- [RECORDS SUPPLIED]
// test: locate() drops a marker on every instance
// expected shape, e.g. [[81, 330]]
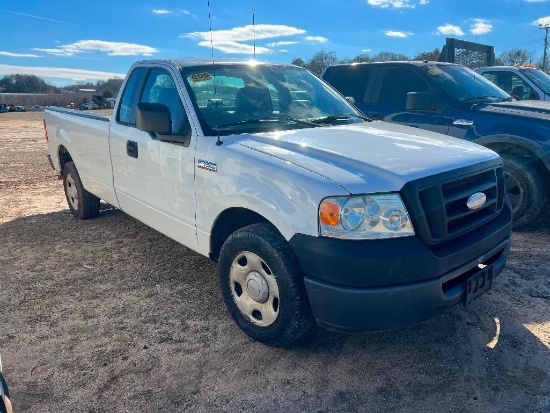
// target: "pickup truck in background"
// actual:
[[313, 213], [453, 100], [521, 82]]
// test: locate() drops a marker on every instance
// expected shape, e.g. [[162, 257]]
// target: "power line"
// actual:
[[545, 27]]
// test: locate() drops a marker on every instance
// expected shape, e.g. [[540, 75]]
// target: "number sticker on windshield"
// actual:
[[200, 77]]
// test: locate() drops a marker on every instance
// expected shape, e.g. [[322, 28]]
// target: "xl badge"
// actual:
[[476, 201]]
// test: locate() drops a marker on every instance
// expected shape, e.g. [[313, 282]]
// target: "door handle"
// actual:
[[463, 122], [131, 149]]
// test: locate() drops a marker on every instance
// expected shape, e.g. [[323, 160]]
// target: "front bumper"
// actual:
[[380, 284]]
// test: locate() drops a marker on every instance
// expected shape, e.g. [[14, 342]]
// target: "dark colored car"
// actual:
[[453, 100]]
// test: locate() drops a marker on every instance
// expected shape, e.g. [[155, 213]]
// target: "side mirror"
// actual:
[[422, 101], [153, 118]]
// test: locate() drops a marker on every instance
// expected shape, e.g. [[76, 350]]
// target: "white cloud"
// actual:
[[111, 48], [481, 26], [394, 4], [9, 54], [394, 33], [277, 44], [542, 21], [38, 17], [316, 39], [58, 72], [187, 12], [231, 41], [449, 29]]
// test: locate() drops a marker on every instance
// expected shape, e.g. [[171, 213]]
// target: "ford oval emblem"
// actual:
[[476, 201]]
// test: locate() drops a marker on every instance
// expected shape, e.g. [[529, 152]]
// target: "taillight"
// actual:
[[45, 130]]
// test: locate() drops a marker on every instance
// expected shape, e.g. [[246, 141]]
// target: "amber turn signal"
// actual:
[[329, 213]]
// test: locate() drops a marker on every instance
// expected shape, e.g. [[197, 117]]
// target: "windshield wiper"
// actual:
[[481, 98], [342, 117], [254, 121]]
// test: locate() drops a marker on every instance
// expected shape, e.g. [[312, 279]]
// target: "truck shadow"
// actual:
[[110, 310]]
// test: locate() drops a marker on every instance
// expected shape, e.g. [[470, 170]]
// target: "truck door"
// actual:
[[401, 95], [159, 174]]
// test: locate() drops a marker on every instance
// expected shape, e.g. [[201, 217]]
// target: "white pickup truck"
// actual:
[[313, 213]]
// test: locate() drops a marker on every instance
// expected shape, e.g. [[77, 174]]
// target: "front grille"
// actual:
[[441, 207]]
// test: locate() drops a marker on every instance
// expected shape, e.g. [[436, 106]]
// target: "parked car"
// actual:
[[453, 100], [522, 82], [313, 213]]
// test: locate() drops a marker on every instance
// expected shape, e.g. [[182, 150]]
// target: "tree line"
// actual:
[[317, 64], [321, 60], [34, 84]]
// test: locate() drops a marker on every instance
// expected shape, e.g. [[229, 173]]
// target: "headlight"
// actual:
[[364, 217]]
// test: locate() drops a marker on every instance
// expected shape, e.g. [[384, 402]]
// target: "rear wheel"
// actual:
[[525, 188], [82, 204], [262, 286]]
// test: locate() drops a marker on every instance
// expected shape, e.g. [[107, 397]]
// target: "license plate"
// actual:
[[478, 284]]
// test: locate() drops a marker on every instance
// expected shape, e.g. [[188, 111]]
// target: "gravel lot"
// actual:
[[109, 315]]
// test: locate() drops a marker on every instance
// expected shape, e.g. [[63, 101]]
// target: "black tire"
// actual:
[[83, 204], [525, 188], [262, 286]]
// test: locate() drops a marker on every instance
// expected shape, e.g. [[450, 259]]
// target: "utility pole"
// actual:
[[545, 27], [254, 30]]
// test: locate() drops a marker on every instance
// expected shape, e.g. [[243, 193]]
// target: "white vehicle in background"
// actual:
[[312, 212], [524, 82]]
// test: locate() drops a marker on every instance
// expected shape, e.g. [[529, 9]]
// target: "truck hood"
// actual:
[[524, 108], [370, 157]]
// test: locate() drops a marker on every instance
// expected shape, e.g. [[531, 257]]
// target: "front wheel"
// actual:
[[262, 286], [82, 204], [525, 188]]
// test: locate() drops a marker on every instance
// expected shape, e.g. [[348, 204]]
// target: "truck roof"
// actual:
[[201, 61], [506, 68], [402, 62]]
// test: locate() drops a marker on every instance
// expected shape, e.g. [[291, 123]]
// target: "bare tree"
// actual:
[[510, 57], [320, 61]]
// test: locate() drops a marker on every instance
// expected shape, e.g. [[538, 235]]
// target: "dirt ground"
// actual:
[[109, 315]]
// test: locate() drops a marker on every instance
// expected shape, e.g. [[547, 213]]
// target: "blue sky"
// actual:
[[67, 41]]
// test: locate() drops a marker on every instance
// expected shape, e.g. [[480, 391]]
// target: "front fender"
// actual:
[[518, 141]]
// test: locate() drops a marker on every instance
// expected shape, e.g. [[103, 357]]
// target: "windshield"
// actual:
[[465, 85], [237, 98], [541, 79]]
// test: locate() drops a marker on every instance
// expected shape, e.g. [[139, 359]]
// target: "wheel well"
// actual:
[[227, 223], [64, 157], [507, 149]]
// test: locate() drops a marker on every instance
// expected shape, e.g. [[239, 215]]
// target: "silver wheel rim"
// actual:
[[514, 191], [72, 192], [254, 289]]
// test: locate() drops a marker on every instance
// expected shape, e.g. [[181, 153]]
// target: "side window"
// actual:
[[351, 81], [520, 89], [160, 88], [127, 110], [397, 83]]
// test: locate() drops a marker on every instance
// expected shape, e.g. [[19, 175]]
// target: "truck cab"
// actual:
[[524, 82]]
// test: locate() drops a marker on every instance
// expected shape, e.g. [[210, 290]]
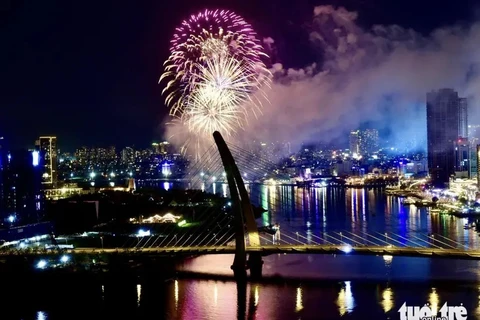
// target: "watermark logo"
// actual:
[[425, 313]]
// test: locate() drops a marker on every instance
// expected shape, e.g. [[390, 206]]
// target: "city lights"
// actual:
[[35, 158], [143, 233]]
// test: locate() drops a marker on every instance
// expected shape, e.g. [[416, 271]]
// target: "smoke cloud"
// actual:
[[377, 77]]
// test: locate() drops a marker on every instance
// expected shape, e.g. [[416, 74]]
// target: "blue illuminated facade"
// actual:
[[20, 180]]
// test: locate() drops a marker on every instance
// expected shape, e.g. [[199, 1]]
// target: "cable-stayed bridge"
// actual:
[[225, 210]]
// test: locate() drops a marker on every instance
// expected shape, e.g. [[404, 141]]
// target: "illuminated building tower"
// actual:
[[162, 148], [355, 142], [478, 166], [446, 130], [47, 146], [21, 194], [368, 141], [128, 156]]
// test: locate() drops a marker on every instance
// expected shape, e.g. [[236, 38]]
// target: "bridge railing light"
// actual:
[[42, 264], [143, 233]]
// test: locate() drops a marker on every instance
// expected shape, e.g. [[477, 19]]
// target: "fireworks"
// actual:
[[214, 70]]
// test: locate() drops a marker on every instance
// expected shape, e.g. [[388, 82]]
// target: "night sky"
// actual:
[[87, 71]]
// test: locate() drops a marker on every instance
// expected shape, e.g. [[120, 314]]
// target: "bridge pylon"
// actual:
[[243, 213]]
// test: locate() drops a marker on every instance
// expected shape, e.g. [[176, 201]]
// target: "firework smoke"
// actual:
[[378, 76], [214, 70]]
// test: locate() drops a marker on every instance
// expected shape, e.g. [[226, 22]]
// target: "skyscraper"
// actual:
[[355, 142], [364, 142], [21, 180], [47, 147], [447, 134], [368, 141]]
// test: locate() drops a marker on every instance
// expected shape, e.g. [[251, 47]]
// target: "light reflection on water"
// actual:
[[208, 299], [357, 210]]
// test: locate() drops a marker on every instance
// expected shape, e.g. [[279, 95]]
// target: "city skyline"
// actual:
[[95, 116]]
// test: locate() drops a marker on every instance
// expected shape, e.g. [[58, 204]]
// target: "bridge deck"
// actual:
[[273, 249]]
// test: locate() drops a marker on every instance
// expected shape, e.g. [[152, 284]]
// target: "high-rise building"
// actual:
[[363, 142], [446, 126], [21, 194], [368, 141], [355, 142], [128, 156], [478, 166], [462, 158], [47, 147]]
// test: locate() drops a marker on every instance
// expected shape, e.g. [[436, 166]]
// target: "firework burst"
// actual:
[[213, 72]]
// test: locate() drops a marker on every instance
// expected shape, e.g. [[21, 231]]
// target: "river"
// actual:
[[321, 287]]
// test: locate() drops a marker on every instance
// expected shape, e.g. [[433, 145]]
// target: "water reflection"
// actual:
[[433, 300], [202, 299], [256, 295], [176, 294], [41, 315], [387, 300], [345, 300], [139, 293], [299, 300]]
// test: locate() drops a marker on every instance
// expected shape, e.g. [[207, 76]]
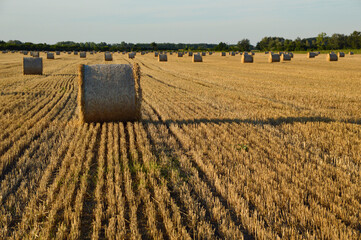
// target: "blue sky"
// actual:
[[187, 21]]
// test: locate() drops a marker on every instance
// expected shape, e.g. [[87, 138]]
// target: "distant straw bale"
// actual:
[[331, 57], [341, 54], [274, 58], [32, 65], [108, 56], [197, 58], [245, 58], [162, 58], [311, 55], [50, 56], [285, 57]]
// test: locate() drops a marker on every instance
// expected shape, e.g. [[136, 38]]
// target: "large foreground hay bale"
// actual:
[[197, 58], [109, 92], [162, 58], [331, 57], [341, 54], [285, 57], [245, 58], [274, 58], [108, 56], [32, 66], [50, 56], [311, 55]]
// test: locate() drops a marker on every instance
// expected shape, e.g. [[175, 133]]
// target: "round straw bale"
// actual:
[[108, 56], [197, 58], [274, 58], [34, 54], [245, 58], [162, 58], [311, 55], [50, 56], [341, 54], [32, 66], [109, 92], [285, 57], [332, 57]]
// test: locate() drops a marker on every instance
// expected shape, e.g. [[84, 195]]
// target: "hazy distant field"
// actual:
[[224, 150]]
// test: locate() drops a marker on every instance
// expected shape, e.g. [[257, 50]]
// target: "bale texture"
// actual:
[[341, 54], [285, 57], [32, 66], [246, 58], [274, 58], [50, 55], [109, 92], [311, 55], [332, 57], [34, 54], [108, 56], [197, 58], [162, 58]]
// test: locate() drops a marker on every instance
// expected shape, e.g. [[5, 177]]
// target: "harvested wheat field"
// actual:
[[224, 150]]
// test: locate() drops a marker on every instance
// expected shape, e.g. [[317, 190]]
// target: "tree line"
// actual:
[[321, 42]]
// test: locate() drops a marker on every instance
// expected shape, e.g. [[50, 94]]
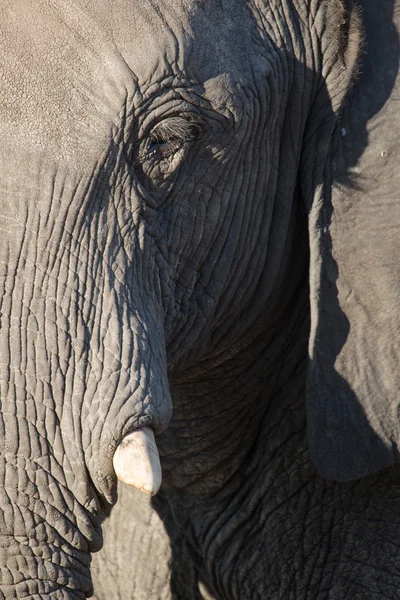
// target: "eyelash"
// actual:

- [EXERCISE OBJECTIVE] Please count the lines in the items above that contain the word "white" and reply with only that number.

- [CORRECT OUTPUT] 3